— begin PASSAGE GIVEN —

Travel Is Broadening

To BRING a British warship’s crew to America and expect them to remain entirely British during the process of taking over a new ship here is perhaps asking too much of human nature. But until one has observed the operation at close quarters, the penetrative power of the American way of life remains unsuspected.
It has recently been my experience to have my whole crew stationed here, at first in barracks ashore and later on board ship, and to observe, with interest and a certain amount of concern, the impact on them of new habits and customs. It’s not that I necessarily dislike these new habits: some of them, indeed, are most attractive; but I feel I have a responsibility to the parents and families of my crew, who may reasonably expect to have them back in roughly the same state as when they left home. It has been a losing fight, however: clearly they find America altogether too insidious, and, their resistance weakened by long months in the North Atlantic, they fall an easy prey to the wiles of the New World.
The American accent and idiom, confusing at first, have already made their mark: we have found it necessary to take on a lot of the local color in this respect, simply in order to stay alive. I myself had the greatest difficulty in making myself understood, particularly when ordering meals, during my first week or so, until in self-defense I reorganized my vocabulary and fell into line. Most of us have done the same: it can be justified as an emergency measure, though it may cause some confusion back home when we start asking for things by odd names, in accents which have covered an almost sensational amount of ground during our travels. But there are other attributes, newly developed, which the “war emergency” excuse will not cover.

— end PASSAGE GIVEN —
— begin RAW DATA —

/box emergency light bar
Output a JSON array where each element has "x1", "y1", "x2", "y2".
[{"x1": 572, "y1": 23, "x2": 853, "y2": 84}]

— end RAW DATA —

In the essay about the British crew in America above, write out the passage from "To BRING a British" up to and including "life remains unsuspected.", swapping "warship" for "naval vessel".

To BRING a British naval vessel’s crew to America and expect them to remain entirely British during the process of taking over a new ship here is perhaps asking too much of human nature. But until one has observed the operation at close quarters, the penetrative power of the American way of life remains unsuspected.